START EXCERPTED TEXT
Chemistry is the third of this year's Nobels and comes after the prizes for Medicine and Physics were awarded earlier this week.

One half of this year’s Nobel Prize in Chemistry is awarded to Frances H Arnold. In 1993, she conducted the first directed evolution of enzymes, which are proteins that catalyse chemical reactions. Since then, she has refined the methods that are now routinely used to develop new catalysts. The uses of Frances Arnold’s enzymes include more environmentally friendly manufacturing of chemical substances, such as pharmaceuticals, and the production of renewable fuels for a greener transport sector.

Reel to Real link - Big Bang Theory

What’s interesting is that Frances H Arnold is from the same university, Caltech, as character Sheldon Cooper from the popular series, Big Bang Theory. He too, is a theoretical physicist at Caltech. Additionally, another character from the popular series, Leonard Hofstadter is an experimental physicist at Caltech in Pasadena. Howard Wolowitz is an aerospace engineer and former NASA astronaut who works at Caltech as well while Rajesh "Raj" Ramayan Koothrappali is an Indian-born astrophysicist who lives in Pasadena and works at Caltech too.

The other half of this year’s Nobel Prize in Chemistry is shared by George P. Smith and Sir Gregory P. Winter. In 1985, George Smith developed an elegant method known as phage display, where a bacteriophage – a virus that infects bacteria – can be used to evolve new proteins.
END EXCERPTED TEXT
## WORK INSTRUCTIONS
In the passage on the Chemistry Nobel, rewrite the portion between "What’s interesting is" and "evolve new proteins.", inclusive, swapping "popular series" for "hit show".
START INFORMATION PROVIDED
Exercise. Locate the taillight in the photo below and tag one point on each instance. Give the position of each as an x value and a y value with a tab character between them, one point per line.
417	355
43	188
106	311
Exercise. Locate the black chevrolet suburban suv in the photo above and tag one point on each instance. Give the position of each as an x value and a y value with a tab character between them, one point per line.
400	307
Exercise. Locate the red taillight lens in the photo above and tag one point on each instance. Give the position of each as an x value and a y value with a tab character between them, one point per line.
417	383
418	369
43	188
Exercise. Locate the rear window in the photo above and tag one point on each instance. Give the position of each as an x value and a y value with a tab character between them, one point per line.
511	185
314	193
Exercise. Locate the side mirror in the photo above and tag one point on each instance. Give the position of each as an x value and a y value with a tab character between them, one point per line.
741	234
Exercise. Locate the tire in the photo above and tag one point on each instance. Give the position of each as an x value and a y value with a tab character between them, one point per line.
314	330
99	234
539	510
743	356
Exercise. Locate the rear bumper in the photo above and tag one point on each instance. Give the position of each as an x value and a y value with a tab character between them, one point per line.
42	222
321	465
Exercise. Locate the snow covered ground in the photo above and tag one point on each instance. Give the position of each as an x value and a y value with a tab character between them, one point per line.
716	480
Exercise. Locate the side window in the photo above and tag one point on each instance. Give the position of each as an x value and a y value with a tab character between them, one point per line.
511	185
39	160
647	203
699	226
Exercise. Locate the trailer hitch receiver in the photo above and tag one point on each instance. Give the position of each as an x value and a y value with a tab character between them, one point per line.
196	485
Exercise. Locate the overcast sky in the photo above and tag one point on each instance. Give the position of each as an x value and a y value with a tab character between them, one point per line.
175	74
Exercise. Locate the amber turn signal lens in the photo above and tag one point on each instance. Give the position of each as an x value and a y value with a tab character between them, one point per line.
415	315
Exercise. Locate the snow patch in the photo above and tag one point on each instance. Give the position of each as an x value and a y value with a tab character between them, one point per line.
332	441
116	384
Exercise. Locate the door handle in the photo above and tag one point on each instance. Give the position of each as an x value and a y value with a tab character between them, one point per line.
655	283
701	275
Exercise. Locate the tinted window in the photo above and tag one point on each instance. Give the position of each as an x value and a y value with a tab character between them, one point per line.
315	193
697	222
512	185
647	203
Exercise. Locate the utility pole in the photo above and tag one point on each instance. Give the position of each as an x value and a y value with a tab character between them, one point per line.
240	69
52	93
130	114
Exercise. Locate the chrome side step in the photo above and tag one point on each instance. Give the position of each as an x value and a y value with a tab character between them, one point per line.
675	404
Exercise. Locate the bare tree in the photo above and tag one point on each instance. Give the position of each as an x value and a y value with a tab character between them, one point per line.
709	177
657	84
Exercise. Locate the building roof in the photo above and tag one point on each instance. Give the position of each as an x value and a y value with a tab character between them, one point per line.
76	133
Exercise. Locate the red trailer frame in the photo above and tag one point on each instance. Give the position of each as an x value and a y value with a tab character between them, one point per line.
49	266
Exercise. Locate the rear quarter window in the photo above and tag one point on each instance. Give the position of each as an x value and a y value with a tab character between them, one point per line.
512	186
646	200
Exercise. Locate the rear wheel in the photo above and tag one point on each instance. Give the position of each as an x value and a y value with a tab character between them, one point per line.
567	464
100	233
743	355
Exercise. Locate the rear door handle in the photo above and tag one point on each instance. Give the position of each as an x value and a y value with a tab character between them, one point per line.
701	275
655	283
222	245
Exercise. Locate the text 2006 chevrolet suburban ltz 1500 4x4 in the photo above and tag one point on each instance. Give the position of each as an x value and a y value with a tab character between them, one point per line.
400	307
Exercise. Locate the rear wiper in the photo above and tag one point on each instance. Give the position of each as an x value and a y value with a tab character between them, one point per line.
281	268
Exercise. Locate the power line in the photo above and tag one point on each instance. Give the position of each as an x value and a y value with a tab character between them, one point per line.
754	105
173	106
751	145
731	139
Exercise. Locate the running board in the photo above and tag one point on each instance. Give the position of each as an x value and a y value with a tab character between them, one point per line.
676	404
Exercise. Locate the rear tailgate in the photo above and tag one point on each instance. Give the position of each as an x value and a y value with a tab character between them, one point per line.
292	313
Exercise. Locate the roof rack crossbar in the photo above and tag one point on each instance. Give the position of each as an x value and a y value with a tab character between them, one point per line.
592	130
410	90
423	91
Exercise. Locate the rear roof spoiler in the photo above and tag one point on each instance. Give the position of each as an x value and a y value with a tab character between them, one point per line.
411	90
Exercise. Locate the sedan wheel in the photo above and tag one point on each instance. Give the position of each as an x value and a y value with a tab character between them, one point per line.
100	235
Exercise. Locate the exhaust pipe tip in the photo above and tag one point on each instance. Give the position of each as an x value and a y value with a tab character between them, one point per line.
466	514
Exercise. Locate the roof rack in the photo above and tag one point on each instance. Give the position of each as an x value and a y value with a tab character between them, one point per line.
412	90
END INFORMATION PROVIDED
## ANSWER BELOW
What’s interesting is that Frances H Arnold is from the same university, Caltech, as character Sheldon Cooper from the hit show, Big Bang Theory. He too, is a theoretical physicist at Caltech. Additionally, another character from the hit show, Leonard Hofstadter is an experimental physicist at Caltech in Pasadena. Howard Wolowitz is an aerospace engineer and former NASA astronaut who works at Caltech as well while Rajesh "Raj" Ramayan Koothrappali is an Indian-born astrophysicist who lives in Pasadena and works at Caltech too.

The other half of this year’s Nobel Prize in Chemistry is shared by George P. Smith and Sir Gregory P. Winter. In 1985, George Smith developed an elegant method known as phage display, where a bacteriophage – a virus that infects bacteria – can be used to evolve new proteins.